> _EXERCISE DIRECTIONS_
Rewrite the listing from the line with "segment pebble, each instance" through the end of the listing, requests included, and shift every polygon vertex coordinate in the answers up by 33.

> _ENTRIES PROVIDED_
——

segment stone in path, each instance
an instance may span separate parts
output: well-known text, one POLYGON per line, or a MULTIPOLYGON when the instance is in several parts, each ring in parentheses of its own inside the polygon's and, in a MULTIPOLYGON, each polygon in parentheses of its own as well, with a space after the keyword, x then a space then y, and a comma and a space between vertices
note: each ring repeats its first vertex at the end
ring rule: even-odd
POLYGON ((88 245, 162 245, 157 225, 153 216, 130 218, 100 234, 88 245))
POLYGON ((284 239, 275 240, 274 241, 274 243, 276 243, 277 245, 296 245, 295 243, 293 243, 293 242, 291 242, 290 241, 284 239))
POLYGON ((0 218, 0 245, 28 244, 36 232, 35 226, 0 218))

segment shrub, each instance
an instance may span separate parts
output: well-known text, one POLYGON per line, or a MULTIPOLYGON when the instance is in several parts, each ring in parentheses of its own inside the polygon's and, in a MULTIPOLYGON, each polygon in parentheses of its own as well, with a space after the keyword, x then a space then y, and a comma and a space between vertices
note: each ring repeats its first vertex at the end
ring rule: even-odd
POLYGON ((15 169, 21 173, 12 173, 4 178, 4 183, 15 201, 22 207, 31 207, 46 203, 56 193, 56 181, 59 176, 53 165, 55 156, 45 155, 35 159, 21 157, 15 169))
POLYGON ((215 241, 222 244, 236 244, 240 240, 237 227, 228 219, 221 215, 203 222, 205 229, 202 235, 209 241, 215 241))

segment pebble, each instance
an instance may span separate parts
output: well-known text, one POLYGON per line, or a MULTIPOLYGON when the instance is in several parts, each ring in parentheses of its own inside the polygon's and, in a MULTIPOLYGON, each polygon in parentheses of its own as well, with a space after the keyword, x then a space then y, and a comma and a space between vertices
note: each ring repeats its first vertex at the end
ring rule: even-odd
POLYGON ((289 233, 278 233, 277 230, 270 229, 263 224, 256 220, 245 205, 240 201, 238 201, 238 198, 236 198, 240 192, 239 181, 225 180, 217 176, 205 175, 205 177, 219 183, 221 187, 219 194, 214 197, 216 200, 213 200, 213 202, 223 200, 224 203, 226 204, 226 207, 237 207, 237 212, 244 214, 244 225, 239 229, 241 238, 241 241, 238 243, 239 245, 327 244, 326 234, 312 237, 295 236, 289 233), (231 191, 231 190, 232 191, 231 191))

——

> _RESPONSE TO THIS TASK_
segment pebble, each instance
an instance may span separate parts
output: well-known text, one POLYGON per line, or a MULTIPOLYGON when the instance is in several parts, each ring in parentheses of its own inside the polygon's and, in a MULTIPOLYGON, each polygon in parentheses of its own as well, with a space after the keyword, x then a space then y, and a comma and a space between vertices
note: each ring repeats its first vertex at the end
ring rule: even-odd
POLYGON ((322 266, 311 266, 310 263, 303 262, 296 257, 289 253, 278 238, 273 234, 271 234, 271 231, 269 231, 273 225, 272 214, 258 213, 250 209, 238 208, 238 210, 252 216, 254 220, 252 227, 247 230, 249 233, 246 233, 246 235, 256 233, 257 236, 259 237, 259 240, 270 240, 270 245, 277 247, 277 258, 272 262, 274 271, 274 274, 271 276, 272 278, 360 277, 359 267, 345 270, 328 269, 322 266), (264 224, 264 223, 265 224, 264 224))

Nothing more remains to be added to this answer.